--- Document segment ---
▼▼▼

You should sell the business. And they said essentially, We don't know how and the, and the owner doesn't know how to do that. And I said, well then let me help. And so this was the first time, now that you know, I'm just gonna go help a friend, I've got time. And I knew the CEO really well, Jay Cook. And, and I also knew, you know, like not only, I'm like, I didn't think of myself as a great operator, but she's fantastic, right?

She's. With two companies that have gone public at this point, and she is now, she's got a valuable company that's kind of teetering on success and they don't quite know what to do with it. , um, the investors don't really wanna put more money into it. Jayna is thinking about her own, you know, roi, same situation a lot of founders find themselves in.

And, uh, and she said like, can you help? So, um, it took about three and a half months, but [00:28:00] I structured, uh, you know, a full buyout by private equity group, um, Vista Equity Partners, and they bought the business. And everybody's kind of looking around like, how did that happen? And the number was exciting. Um, you know, Jayna thought she wasn't gonna end up with anything and she ended up very happy in that situation.

And the light bulb started to go on. Maybe it was flickering, like, wait a second. I've sold my businesses. I've figured that out. I think maybe I can help my fellow founder. So I decided like, all right, I'm gonna hang this shingle. And the word gets out that, that I've done this, whether it's through light bank and venture, two other venture firms call and say, Hey, we got a, we got a problem, we have a situation.
Can you help us? And I don't wanna say the businesses are problems, right? It's just we need to evaluate whether m and a an exit is the right thing. And so I started taking on these assignments, not being an investment banker. Um, Not knowing too much. [00:29:00] What I was doing is one of those ideas, like I know 3% more, so I'm the expert in the room.

Brian: Well to be fair, you, you knew what you were doing. You're helping to align, you know, and this is a theme of where we're at today, right? You're starting to align the experts to support that transaction, right? Yes. So I think, you know, you're not giving yourself enough credit going. At this point now, four plus creations and exits.

Yeah. You know, many of the pitfalls and the successes and kind of what makes the difference between those two.

▲▲▲

--- Raw records ---
▼▼▼

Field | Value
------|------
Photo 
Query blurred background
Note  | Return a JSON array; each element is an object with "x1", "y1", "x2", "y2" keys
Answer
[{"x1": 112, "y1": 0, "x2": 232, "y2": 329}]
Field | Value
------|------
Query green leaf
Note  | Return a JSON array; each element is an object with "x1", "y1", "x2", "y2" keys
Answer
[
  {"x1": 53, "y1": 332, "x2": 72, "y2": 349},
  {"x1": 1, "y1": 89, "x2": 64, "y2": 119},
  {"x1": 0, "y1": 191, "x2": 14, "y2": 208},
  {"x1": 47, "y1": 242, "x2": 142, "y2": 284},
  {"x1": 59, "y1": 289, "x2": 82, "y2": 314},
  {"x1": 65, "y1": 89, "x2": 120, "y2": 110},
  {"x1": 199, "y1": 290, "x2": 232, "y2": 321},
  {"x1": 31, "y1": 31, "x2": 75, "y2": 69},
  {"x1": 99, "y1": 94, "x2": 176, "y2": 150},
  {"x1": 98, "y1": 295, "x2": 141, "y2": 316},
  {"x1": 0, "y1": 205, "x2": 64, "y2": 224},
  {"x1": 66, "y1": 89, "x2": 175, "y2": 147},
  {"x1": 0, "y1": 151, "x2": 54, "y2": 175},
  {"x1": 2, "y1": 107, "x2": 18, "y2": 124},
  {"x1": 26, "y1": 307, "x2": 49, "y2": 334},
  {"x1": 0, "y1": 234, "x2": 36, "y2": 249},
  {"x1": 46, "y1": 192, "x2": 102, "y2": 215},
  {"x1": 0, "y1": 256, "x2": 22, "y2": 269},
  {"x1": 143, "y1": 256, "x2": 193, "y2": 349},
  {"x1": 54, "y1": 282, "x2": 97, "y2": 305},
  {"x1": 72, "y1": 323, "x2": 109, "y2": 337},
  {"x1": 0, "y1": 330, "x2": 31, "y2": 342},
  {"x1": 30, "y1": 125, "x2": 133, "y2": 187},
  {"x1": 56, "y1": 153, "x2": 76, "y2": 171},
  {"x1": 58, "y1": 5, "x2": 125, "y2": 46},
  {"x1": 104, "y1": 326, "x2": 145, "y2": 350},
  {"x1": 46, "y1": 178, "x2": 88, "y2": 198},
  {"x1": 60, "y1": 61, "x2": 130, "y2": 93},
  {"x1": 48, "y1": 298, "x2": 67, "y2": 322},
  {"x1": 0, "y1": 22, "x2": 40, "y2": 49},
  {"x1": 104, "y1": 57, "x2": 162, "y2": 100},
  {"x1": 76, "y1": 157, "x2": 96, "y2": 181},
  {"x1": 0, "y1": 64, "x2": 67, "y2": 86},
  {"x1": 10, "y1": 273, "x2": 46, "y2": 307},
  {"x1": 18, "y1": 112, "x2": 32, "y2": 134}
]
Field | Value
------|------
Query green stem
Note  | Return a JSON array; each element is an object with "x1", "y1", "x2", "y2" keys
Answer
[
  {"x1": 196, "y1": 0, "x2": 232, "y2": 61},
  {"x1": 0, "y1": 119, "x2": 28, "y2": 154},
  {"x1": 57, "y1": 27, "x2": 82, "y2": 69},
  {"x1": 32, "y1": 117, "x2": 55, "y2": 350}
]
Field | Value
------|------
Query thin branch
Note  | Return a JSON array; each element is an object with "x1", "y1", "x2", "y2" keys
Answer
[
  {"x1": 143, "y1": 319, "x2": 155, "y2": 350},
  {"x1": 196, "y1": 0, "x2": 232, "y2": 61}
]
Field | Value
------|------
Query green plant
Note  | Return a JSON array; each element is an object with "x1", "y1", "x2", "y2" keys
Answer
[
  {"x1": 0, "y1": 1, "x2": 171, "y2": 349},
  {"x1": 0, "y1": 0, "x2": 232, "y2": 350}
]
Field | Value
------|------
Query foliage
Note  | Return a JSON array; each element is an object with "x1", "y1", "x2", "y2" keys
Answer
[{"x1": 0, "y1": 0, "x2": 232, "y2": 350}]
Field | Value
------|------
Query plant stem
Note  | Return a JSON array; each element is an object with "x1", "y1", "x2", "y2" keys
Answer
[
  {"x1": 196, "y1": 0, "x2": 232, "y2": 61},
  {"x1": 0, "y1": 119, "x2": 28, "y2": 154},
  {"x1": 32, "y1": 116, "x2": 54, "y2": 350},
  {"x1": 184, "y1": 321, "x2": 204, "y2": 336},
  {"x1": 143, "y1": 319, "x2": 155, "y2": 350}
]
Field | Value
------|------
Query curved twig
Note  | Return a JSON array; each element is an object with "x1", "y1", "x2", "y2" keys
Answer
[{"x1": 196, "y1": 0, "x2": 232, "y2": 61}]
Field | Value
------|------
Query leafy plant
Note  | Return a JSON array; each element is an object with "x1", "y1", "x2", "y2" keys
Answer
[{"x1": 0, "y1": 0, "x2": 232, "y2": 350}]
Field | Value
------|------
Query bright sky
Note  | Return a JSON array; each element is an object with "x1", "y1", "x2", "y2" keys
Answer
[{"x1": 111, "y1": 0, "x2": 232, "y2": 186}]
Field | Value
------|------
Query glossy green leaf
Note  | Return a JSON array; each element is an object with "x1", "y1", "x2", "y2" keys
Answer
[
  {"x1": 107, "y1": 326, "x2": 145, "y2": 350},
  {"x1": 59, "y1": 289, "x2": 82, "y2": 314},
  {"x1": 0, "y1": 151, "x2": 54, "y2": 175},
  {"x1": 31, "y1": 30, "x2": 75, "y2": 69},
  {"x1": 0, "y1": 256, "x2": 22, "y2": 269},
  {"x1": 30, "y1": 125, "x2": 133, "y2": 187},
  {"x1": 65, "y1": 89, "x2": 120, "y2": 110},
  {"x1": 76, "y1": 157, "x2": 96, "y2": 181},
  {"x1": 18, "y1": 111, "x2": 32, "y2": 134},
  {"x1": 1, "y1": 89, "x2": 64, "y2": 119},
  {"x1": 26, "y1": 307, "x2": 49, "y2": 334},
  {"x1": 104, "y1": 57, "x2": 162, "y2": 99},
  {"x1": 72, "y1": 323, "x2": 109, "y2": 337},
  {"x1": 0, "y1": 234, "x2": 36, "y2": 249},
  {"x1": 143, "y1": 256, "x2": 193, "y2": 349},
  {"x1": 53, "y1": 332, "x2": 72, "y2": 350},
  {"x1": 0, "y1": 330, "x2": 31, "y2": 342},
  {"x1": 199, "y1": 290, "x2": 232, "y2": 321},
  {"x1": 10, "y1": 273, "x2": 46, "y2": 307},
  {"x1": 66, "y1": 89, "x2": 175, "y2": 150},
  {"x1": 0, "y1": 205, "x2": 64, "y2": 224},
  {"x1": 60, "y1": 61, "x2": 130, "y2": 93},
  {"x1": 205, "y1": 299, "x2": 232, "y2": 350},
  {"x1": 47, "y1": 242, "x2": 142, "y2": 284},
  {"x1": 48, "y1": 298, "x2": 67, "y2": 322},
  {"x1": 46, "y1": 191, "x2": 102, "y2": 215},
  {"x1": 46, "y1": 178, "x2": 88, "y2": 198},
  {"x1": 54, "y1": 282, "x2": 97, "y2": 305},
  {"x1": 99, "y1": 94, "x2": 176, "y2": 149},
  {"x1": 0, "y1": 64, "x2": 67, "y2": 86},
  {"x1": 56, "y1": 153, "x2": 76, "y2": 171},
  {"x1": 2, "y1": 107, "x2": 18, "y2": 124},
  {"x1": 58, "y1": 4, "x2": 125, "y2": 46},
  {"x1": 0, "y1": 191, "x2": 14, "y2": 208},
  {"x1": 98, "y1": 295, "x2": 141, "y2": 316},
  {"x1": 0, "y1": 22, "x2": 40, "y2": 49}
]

▲▲▲

--- Exercise directions ---
Can you retype the interview transcript word for word, from "Brian: Well to" up to and including "between those two."?

--- Result for this exercise ---
Brian: Well to be fair, you, you knew what you were doing. You're helping to align, you know, and this is a theme of where we're at today, right? You're starting to align the experts to support that transaction, right? Yes. So I think, you know, you're not giving yourself enough credit going. At this point now, four plus creations and exits.

Yeah. You know, many of the pitfalls and the successes and kind of what makes the difference between those two.